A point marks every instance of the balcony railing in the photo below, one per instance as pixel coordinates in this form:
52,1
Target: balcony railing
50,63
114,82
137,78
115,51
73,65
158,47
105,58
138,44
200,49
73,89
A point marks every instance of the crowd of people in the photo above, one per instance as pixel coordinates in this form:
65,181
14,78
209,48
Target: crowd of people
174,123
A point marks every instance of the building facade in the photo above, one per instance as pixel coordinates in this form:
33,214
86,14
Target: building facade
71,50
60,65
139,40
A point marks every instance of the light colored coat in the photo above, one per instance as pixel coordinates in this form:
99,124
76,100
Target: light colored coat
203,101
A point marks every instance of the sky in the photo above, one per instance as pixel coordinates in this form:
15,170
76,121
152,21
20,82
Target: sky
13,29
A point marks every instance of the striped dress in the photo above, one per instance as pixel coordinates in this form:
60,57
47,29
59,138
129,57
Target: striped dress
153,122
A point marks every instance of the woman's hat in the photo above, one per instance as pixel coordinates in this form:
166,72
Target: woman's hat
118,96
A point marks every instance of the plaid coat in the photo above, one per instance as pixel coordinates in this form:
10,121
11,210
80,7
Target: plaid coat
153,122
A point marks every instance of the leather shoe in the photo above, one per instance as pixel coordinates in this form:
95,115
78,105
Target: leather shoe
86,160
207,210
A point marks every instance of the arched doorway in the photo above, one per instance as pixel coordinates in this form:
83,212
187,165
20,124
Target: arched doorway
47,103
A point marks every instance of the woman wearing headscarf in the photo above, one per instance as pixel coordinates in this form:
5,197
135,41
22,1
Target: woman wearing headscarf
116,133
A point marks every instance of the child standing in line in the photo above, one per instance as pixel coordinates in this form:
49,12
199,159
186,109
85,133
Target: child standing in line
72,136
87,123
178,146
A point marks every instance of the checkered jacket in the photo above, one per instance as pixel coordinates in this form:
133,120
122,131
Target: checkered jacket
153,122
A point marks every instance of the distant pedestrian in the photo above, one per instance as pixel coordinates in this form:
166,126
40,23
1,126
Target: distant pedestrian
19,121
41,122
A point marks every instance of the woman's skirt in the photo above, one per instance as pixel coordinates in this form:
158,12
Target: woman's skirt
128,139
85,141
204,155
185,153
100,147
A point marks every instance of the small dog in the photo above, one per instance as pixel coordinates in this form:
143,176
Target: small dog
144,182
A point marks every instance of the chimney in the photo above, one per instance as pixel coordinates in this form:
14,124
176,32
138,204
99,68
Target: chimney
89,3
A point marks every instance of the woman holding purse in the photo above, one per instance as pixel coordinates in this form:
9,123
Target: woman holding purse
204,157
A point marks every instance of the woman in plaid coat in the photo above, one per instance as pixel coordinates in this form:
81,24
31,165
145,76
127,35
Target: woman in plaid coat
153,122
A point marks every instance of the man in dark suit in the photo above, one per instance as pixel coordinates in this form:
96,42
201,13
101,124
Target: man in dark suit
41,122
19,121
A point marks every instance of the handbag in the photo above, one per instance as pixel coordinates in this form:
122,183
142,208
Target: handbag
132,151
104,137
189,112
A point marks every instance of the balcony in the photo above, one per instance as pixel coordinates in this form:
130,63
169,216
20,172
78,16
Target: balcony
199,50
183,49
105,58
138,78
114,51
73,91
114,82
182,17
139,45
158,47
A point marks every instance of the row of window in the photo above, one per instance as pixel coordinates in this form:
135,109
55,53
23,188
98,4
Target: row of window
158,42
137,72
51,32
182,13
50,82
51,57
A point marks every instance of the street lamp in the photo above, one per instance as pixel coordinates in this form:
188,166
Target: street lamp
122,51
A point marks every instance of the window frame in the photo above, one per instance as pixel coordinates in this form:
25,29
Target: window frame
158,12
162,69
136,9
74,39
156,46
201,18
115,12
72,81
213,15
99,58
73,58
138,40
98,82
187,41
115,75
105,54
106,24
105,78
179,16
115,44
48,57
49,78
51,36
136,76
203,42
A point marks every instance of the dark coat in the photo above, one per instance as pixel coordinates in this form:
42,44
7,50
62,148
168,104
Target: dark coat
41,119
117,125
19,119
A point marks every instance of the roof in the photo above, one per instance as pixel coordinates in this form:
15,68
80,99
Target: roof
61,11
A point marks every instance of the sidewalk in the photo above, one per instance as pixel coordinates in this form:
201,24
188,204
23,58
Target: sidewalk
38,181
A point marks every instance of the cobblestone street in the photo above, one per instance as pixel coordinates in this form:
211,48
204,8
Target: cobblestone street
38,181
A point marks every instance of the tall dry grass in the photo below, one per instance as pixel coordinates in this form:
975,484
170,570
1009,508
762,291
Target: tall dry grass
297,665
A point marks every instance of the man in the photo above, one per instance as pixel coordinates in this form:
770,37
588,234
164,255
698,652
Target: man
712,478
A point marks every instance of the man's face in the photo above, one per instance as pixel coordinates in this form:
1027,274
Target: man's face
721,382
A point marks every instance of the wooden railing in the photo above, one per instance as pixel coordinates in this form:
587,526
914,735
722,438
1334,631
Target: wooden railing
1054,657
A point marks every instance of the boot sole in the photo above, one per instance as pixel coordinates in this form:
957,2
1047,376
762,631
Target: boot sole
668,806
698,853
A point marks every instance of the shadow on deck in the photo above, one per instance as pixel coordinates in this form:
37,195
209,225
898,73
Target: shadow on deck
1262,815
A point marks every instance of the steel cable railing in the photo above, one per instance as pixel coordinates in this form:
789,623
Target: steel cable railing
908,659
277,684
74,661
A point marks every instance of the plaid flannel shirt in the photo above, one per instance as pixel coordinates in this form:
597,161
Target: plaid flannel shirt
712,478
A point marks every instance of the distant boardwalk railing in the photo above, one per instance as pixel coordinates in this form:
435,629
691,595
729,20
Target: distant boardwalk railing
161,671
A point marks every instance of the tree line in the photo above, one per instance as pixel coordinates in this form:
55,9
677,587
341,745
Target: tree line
• • •
▶ [Exercise brief]:
Search the preceding listing for the word "below" and pull out every line that holds it.

▶ [The answer]:
A point marks every instance of the balcony railing in the photo below, one per instance as pixel coordinates in this form:
A point marks every instance of the tall dry grass in the photo below, one per instance as pixel coordinates in this form:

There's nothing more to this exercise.